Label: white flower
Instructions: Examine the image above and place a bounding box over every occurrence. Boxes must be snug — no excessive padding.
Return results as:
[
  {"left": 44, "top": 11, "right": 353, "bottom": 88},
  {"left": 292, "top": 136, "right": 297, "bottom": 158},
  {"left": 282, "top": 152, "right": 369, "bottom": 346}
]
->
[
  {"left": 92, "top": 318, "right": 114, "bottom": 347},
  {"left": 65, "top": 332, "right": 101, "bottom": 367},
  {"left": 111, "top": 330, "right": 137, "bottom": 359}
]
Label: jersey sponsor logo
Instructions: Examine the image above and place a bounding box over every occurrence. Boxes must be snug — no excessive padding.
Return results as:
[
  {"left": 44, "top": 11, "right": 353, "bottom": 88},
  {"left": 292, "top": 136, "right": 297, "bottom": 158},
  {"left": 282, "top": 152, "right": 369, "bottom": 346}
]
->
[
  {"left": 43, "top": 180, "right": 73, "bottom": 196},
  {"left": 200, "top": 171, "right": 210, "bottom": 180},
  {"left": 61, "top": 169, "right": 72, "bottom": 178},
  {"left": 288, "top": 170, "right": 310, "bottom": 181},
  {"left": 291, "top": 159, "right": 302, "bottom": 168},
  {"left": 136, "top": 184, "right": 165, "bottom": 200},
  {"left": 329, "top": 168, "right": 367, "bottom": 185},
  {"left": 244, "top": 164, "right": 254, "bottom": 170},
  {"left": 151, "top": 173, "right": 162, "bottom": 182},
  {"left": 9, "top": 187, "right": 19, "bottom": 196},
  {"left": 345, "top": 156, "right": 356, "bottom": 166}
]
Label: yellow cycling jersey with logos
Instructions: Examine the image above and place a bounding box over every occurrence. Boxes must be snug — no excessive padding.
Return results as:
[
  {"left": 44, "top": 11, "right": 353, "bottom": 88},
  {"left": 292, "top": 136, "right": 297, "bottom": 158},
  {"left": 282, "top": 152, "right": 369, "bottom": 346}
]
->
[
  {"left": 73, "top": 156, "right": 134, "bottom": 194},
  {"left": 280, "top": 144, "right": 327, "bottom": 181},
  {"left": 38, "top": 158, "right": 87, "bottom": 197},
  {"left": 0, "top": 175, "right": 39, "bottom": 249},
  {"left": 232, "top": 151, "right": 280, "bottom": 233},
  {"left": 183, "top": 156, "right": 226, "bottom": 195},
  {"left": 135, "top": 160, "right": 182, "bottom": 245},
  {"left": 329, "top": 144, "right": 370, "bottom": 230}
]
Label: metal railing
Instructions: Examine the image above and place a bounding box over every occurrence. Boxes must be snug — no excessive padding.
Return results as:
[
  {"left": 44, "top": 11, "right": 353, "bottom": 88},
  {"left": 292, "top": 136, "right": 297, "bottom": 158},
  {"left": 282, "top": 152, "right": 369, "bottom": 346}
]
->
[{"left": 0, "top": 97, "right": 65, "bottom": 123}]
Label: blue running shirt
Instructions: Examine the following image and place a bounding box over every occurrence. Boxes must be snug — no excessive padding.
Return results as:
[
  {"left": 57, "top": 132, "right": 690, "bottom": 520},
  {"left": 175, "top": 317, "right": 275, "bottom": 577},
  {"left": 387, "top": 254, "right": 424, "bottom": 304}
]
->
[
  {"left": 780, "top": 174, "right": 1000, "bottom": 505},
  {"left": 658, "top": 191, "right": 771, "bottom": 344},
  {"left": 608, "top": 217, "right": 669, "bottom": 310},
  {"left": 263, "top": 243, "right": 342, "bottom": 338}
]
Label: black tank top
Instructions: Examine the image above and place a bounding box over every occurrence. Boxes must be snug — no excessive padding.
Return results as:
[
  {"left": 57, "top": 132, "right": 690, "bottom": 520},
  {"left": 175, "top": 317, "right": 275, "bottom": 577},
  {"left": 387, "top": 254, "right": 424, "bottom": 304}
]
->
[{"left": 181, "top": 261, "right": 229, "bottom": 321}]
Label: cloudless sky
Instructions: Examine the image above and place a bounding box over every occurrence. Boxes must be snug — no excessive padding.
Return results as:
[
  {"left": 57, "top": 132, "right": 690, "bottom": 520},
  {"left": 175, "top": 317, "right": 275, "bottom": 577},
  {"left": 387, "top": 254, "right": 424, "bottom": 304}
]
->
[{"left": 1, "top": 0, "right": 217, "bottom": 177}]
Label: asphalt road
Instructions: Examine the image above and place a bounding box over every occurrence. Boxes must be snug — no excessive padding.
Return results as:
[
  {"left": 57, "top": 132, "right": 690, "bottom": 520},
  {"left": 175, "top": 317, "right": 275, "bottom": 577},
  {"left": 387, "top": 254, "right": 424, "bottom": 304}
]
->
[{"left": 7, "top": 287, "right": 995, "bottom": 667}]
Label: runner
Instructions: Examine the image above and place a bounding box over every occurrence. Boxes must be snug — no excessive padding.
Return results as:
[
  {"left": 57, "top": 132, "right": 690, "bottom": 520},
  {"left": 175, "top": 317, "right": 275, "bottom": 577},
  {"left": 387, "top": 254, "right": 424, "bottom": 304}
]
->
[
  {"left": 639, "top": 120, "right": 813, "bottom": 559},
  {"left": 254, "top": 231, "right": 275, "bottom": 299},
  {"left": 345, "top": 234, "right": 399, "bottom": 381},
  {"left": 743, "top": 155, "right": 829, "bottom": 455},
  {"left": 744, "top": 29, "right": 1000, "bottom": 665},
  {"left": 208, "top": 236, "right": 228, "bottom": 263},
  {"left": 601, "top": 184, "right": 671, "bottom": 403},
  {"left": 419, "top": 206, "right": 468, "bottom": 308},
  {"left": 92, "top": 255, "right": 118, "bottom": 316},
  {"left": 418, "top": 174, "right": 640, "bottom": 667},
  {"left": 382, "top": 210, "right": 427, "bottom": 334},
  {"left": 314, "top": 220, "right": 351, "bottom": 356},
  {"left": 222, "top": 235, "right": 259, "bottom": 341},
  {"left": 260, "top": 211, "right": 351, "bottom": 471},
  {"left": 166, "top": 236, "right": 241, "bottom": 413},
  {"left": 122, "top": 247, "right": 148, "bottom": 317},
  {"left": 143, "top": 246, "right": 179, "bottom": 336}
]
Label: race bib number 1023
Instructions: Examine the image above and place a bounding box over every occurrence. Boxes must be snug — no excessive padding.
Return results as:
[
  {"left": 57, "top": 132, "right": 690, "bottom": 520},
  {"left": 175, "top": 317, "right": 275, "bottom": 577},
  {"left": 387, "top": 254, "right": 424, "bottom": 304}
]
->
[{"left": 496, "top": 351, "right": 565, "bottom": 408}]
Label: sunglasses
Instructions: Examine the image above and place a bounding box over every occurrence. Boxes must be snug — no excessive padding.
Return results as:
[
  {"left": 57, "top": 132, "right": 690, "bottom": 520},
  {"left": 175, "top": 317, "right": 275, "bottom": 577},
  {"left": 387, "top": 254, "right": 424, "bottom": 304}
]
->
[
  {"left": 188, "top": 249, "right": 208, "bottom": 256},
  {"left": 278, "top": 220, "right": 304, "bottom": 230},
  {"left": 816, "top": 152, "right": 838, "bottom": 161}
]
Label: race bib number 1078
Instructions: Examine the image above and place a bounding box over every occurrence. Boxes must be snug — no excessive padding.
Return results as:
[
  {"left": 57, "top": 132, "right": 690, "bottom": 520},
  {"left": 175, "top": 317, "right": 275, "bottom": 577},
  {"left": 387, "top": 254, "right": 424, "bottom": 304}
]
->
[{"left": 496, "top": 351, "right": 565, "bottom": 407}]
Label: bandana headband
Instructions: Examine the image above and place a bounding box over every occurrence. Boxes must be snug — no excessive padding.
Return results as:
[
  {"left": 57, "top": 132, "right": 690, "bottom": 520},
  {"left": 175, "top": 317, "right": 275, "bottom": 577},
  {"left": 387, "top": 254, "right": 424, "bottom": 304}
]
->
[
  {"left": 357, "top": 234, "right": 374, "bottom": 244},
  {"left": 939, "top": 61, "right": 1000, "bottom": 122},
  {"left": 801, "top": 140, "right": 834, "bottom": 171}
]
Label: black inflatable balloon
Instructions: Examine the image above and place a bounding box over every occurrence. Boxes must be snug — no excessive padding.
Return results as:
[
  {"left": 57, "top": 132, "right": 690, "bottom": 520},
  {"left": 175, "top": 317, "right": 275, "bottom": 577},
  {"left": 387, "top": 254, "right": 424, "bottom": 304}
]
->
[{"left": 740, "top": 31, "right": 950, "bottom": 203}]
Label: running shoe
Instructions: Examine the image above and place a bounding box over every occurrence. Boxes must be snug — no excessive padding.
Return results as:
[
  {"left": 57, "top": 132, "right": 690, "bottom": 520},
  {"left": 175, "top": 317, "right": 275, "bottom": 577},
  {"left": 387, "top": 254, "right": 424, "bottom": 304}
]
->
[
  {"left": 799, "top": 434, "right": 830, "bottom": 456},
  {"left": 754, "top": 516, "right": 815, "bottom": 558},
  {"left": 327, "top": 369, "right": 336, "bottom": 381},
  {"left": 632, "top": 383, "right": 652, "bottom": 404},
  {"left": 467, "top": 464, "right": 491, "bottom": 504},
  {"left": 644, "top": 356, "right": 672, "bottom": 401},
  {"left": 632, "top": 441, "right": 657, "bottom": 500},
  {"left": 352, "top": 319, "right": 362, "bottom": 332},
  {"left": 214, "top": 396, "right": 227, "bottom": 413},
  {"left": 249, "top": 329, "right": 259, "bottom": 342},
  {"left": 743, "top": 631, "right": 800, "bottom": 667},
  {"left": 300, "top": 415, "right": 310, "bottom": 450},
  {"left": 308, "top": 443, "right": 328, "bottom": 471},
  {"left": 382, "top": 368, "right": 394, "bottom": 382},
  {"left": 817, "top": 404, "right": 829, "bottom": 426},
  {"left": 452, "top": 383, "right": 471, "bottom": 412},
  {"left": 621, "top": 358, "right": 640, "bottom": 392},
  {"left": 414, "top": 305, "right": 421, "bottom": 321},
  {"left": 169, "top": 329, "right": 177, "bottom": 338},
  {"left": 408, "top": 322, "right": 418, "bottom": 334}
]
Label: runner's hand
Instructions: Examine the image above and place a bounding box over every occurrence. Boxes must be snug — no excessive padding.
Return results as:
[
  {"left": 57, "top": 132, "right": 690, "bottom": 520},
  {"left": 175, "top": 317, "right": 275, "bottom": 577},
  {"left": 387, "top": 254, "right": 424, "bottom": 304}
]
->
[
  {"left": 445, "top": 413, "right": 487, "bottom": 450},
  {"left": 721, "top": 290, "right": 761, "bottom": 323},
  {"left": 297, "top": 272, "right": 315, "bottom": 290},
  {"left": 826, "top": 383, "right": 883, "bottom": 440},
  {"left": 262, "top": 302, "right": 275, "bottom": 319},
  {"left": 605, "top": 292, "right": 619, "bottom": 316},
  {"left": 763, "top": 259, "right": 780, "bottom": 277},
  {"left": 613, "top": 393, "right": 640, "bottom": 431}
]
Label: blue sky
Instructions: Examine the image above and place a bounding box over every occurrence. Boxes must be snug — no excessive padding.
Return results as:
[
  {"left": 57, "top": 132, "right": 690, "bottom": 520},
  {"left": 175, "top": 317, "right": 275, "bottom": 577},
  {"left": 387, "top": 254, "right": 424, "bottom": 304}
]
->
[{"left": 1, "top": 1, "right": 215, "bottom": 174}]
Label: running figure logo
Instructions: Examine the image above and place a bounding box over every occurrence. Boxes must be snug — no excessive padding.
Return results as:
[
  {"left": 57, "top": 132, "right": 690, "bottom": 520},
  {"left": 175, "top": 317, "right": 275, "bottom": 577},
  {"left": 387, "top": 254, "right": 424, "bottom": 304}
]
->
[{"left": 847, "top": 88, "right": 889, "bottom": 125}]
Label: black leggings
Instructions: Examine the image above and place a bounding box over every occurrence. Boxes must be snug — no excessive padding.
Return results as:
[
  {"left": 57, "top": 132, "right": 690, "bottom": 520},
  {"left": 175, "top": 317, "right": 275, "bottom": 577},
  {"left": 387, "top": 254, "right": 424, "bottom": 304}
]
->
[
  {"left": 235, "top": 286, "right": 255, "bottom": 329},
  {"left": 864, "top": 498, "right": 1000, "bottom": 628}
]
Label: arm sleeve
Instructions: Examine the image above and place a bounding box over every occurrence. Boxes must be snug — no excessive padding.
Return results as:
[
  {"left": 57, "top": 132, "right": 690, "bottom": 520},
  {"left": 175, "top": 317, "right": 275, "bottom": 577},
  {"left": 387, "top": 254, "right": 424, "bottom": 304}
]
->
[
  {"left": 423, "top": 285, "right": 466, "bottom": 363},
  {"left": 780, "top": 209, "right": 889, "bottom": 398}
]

The problem —
Among the entries above, identify all lines with "running" and copy them.

Your response —
Label: blue running shirt
Label: running shoe
Label: running figure logo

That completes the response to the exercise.